§ **Required action 1**:
Print the stretch of the forum thread about Uggly from "That brings tears" through "least in me].", copied word for word.
§ **Required action 2**:
In the forum thread about Uggly, how long did the family have Uggly?
§ **Required action 3**:
List the colors the forum thread about Uggly uses to describe the kitten's coat.

§ **Document extract**:
########################################
# Just Uggly



## Lynda J (Sep 8, 2004)

Years ago when I still had my big beautiful Puss. Uggly came into our lives. Puss was about 16 had been in failing health for about a year but never wanted to go outside. One morning she insisted on going out and ran out under my husbands feet.
We called and hunted her for an hour or so. Then suddenly she was at the door wanting back in. With her was one of the ugliest kittens I have ever seen. He was this strange, gray, rust, orange, brown color. Kinda like he had been dipped in mud. His eyes weren't centered in his head, one was slightly higher than the other and his mount was mis-shapen. He had one ear that was torn. I figured he had been hit at some point. But she brought him in with her. Now you need to understand, Puss was the Queen of the house, infact my husband would refere to her as "Miss Bitch". All the other cats waited until she figured out which food bowl she was eating out of that feeding time before they even attempted to eat. If any other cat had the nerve to get in "her" chair they were punished immediately. My husband named him Uggly. He had a hard time eating and I had to give him canned food. Puss would sit next to him while he ate just to make sure none of the other cats bothered. She would groom him and he was allowed to sleep with her in her chair. He had been there maybe a month when we lost Puss. She had been fighting cancer. The strange thing was what happen after she was gone. Uggly took over her spot in the cat order of the house. He took her bed, her eating position. The other cats give way to him. As ugly as he was he was the sweeting and most loving cat you could imagine. Always purring. Always happy to get petted by anyone that came in the house. But never really active. One morning we got up and discovered he was having trouble breathing. Rushed him to the vet. He was dying. He had been born several major birth defects, and was lucky to have lived as long as he did. And we lost him that day. We were blessed to have Uggly for 5 months. He taught us so much about beauty of soul. We always laughed that Puss knew she was dying and when she found this poor ugly kitten she knew that we would love him for who he was. She was right. The other cats took several months before anyone would get in "that" chair. Seemed they were showing a type of respect for both Puss and Uggly.


----------



## Mitts & Tess (Sep 4, 2004)

That brings tears to my eyes. What a sweet story. Oh that we all could have the compassion and love our fur kids have it would be a much better world. They enrich our lives dont they?


----------



## Tindi18 (Oct 3, 2004)

aww... sometimes I wish we could make our pets live forever with us! I have recently taken in a stray cat too. My mom sais she's ugly, but I really don't see it! Se looks perfectly fine to me! I guess I have a soft spot for cats... show me an animal in need and I'll take care of it. The only problem with that is that I get very attached to them so if they ever leave...there is sadness in my house[at least in me].


----------
########################################
§ **Data shown**:

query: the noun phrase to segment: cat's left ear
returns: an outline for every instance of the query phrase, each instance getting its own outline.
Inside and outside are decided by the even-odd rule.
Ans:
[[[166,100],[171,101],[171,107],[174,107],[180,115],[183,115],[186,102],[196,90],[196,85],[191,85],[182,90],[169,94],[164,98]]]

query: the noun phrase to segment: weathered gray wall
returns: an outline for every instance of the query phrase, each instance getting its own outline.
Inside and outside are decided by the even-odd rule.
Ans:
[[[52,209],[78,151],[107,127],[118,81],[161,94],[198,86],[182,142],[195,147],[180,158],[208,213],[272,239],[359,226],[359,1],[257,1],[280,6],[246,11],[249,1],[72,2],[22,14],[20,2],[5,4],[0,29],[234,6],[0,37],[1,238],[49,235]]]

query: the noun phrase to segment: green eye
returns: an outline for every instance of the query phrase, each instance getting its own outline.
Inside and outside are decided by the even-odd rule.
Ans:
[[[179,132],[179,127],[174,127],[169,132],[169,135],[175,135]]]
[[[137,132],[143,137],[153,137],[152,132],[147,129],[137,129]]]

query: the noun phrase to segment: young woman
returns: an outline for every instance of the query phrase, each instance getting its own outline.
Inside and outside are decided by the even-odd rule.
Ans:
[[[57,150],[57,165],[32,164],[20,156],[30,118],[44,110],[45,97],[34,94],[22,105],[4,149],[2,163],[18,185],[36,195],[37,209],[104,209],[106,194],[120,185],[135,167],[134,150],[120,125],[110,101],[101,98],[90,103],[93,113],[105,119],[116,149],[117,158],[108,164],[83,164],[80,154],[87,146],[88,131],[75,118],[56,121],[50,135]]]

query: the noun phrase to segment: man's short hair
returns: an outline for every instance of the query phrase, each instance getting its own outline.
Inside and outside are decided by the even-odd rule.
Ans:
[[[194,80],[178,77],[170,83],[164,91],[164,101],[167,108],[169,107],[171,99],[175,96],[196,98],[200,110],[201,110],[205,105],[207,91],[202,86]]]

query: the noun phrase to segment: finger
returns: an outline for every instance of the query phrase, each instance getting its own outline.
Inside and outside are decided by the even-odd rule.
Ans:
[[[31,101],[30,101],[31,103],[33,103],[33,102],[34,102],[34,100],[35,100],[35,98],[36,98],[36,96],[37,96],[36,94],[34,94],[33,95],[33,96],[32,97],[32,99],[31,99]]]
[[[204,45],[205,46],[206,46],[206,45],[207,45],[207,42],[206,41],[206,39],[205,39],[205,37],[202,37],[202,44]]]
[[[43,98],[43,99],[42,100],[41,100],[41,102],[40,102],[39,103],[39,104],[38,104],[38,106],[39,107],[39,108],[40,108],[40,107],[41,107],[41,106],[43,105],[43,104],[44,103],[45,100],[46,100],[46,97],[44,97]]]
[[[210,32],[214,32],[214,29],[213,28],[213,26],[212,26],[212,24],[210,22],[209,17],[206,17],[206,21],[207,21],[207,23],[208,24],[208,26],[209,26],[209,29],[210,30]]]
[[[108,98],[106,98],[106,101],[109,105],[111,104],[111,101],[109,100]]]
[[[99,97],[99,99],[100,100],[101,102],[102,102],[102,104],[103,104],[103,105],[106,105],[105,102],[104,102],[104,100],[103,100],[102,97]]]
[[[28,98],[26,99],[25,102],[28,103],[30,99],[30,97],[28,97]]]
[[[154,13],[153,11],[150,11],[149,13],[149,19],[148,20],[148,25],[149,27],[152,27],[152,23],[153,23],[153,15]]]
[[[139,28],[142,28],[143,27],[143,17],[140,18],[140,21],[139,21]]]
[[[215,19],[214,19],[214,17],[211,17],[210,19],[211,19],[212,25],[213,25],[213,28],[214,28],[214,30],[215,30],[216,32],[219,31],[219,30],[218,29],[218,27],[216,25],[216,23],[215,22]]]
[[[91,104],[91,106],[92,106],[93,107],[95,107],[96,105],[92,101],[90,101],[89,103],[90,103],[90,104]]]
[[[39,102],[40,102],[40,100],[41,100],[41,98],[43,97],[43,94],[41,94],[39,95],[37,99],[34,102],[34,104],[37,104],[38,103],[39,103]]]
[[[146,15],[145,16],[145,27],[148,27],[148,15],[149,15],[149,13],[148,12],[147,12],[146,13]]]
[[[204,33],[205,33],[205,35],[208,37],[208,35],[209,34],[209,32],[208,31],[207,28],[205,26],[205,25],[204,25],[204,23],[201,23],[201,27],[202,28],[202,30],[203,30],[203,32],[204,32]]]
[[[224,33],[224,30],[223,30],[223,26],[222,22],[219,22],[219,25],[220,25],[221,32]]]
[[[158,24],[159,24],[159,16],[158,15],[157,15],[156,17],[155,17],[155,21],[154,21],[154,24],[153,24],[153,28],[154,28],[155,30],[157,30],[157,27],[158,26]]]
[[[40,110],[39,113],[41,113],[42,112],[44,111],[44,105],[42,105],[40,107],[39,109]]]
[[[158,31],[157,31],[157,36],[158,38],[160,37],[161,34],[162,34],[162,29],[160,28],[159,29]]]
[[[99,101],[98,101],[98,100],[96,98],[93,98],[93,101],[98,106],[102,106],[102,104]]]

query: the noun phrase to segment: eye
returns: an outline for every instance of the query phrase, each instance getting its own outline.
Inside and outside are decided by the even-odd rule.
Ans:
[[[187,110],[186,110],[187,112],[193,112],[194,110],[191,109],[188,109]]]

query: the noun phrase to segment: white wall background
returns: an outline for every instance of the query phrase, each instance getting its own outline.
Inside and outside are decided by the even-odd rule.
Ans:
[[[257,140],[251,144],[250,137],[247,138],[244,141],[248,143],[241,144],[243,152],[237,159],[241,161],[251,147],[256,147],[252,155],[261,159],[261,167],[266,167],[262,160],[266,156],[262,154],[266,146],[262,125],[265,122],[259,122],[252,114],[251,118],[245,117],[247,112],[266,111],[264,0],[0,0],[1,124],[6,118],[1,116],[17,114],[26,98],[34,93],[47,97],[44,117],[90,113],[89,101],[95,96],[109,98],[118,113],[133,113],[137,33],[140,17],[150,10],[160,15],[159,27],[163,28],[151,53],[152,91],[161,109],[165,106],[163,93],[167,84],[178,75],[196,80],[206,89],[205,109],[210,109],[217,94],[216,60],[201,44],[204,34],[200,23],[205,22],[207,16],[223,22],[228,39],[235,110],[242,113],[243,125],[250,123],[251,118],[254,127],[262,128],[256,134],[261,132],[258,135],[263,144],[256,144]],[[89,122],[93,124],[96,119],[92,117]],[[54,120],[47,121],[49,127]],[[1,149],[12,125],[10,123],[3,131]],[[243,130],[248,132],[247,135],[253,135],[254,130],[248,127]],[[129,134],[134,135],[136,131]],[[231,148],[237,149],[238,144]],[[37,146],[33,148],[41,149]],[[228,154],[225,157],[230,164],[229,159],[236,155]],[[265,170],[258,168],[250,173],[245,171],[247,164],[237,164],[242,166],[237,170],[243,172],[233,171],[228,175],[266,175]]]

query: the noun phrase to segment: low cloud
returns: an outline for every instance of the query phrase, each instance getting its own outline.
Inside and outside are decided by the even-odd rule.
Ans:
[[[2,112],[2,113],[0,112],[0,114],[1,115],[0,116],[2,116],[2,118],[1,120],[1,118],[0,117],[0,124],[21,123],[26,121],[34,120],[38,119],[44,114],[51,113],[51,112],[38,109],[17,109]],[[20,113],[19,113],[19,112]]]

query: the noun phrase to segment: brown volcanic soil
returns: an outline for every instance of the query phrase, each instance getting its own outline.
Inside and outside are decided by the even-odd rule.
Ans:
########################################
§ **Output 1**:
That brings tears to my eyes. What a sweet story. Oh that we all could have the compassion and love our fur kids have it would be a much better world. They enrich our lives dont they?


----------



## Tindi18 (Oct 3, 2004)

aww... sometimes I wish we could make our pets live forever with us! I have recently taken in a stray cat too. My mom sais she's ugly, but I really don't see it! Se looks perfectly fine to me! I guess I have a soft spot for cats... show me an animal in need and I'll take care of it. The only problem with that is that I get very attached to them so if they ever leave...there is sadness in my house[at least in me].

§ **Output 2**:
The family had Uggly for 5 months.

§ **Output 3**:
gray, rust, orange, brown